> _Quoted text_:
Basketball as the world's most popular sport

It says on the world atlas sit that Basketball is the seventh most popular sport in the world beaten out by table tennis, cricket, regular tennis, field hockey and fucking volleyball. What would it take basketball to be the world's most popular sport, beating out the indomitable football/soccer.
 

Ian_W

Banned
It says on the world atlas sit that Basketball is the seventh most popular sport in the world beaten out by table tennis, cricket, regular tennis, field hockey and fucking volleyball. What would it take basketball to be the world's most popular sport, beating out the indomitable football/soccer.

It'd need to be established earlier, as basketball only really became popular in the 1960s.

It needing a prepared surface is an issue, as you cant play it on grass or waste ground - you need concrete at least. Maybe rammed earth courts become popular, the same way the French adopted easier to maintain clay rather than English grass courts for tennis.

Just thinking out loud.
 
Really all you need is a sufficiently cleared ground. During the industrial era we were building roads left and right. It shouldn't be too hard, you can also play indoors.
 

Ian_W

Banned
Really all you need is a sufficiently cleared ground. During the industrial era we were building roads left and right. It shouldn't be too hard, you can also play indoors.

To get sufficiently consistent bounce to be able to play basketball, you need a hard, consistent surface - bare ground wont do it.

That means the playing surface needs to be cared for, same as a tennis court or a cricket pitch. You can't just use a cow paddock, the way you can for baseball, football (any football) or field hockey.

Indoors is a plus for winter sports, once you have enough indoor gymnasiums.

> _Given problem A_: According to the forum thread on basketball's popularity, in which decade did basketball only really become popular?
> _Given problem B_: Translate this sentence from the forum thread on basketball's popularity into Spanish: "Indoors is a plus for winter sports, once you have enough indoor gymnasiums."

> _Entries shown_:
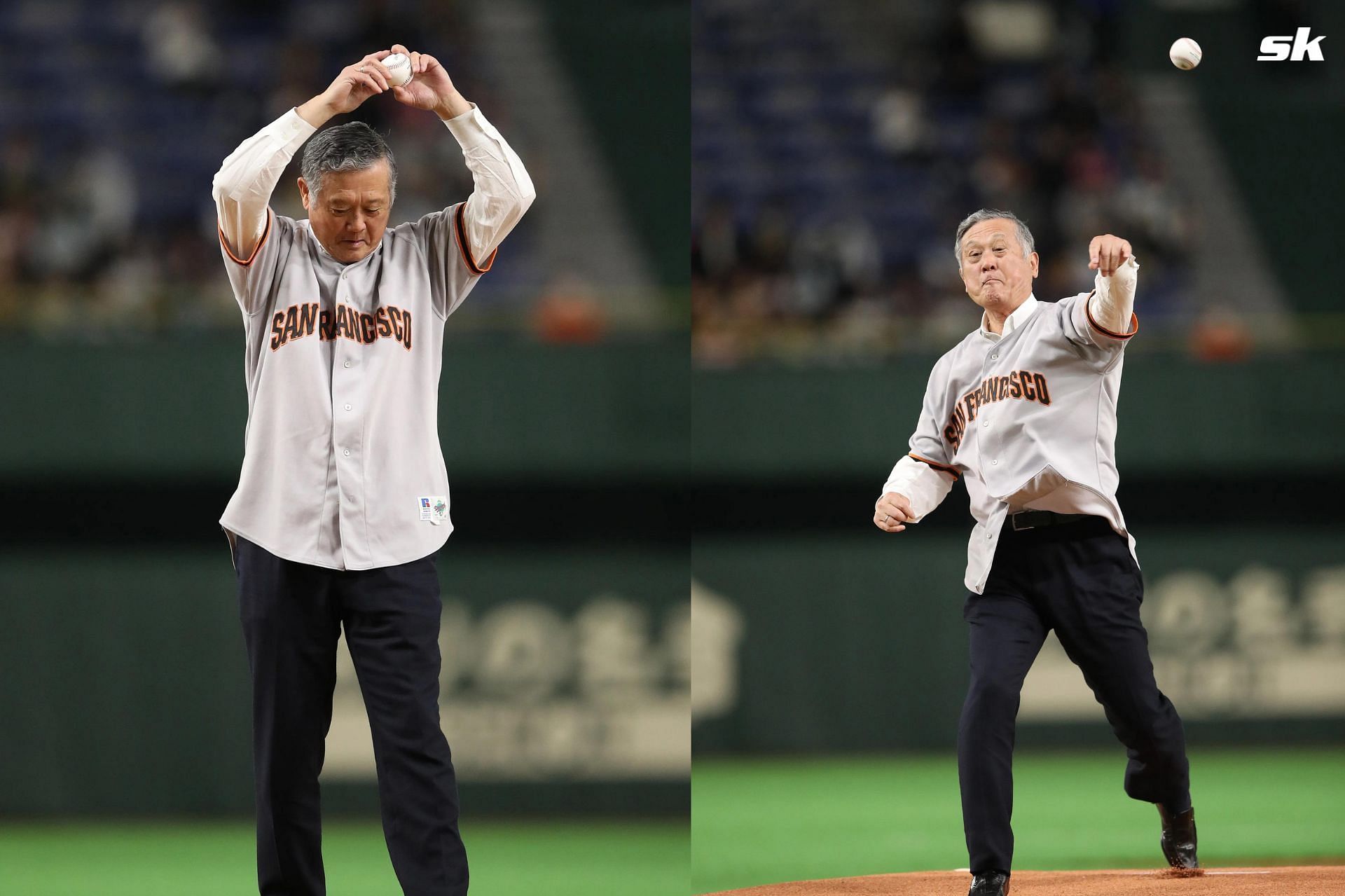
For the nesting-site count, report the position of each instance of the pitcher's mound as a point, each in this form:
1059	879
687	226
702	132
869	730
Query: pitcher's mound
1225	881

> _Task answer A_: The 1960s.

> _Task answer B_: Jugar bajo techo es una ventaja para los deportes de invierno, una vez que se tienen suficientes gimnasios cubiertos.